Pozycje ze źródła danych

+ + + + + + +

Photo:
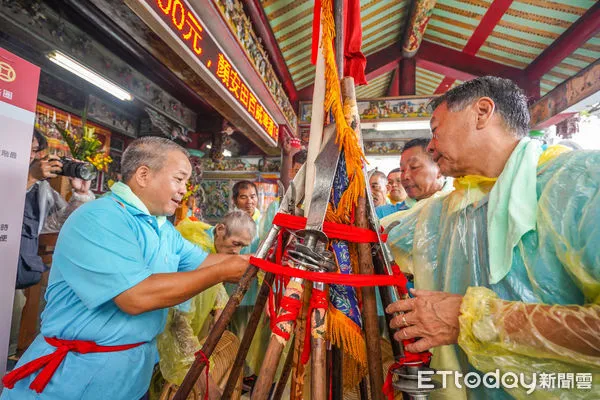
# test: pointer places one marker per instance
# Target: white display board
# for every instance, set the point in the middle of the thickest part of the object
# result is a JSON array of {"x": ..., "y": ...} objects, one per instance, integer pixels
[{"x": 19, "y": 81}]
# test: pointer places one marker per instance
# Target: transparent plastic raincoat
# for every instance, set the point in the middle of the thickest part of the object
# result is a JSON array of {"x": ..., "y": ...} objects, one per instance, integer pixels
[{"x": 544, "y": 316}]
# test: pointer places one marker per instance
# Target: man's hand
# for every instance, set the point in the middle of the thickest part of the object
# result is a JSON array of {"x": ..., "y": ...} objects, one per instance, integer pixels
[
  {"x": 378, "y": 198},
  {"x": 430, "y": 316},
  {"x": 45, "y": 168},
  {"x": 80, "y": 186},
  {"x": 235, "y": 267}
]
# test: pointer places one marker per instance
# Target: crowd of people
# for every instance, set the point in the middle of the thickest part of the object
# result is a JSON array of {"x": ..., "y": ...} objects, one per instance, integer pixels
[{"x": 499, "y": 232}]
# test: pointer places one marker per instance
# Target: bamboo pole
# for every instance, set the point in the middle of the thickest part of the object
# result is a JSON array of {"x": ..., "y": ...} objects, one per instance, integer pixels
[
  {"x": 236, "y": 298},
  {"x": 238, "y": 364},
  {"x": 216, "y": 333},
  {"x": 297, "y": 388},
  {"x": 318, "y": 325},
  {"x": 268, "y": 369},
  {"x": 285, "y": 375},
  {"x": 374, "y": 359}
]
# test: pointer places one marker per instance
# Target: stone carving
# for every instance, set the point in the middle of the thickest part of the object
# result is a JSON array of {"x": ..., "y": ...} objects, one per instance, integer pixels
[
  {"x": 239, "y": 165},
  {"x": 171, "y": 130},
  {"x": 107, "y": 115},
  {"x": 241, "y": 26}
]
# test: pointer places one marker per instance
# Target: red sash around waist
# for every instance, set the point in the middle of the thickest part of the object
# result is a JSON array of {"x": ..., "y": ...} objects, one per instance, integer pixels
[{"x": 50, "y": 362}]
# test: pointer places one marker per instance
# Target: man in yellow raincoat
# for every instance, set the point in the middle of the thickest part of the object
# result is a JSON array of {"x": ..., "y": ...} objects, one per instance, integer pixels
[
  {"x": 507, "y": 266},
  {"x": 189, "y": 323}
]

+ + + + + + +

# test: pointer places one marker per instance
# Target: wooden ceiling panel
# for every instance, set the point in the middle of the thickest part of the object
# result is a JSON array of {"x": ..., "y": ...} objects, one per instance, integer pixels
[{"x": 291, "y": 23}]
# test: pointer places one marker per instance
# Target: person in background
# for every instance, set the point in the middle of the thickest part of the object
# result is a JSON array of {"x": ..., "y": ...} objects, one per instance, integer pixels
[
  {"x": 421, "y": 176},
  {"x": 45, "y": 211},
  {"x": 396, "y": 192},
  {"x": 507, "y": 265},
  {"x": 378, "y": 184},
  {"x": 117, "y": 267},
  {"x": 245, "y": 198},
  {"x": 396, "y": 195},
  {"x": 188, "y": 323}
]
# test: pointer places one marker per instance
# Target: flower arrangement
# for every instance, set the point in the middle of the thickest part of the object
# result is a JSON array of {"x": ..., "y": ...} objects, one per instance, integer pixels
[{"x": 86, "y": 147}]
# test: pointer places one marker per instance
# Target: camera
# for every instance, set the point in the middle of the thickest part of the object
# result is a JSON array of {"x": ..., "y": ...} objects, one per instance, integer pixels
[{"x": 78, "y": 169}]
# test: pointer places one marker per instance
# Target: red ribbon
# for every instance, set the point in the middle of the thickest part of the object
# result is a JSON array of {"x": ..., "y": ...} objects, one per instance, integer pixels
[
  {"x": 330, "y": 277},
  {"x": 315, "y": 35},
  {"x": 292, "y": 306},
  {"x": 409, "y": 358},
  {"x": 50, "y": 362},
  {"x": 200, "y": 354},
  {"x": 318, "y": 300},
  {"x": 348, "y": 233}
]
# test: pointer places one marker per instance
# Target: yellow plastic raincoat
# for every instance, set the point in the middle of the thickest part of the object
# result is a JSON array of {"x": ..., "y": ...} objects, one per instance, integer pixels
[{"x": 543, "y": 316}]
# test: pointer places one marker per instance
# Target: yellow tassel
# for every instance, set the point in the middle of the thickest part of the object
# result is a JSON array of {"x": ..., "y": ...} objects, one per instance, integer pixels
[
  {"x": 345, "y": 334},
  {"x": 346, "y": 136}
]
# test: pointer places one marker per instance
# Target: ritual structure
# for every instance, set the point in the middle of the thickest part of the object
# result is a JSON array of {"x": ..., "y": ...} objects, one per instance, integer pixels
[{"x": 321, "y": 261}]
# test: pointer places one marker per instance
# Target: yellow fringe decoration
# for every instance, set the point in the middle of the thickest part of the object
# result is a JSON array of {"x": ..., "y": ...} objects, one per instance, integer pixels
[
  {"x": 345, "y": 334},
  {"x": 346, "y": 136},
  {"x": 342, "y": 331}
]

+ + + + + + +

## Polecenie:
Zbierz z powyższych danych każdy wiersz, w którym występuje słowo „yellow”.

## Rozwiązanie zadania:
# Target: man in yellow raincoat
# Target: yellow plastic raincoat
# Target: yellow tassel
# Target: yellow fringe decoration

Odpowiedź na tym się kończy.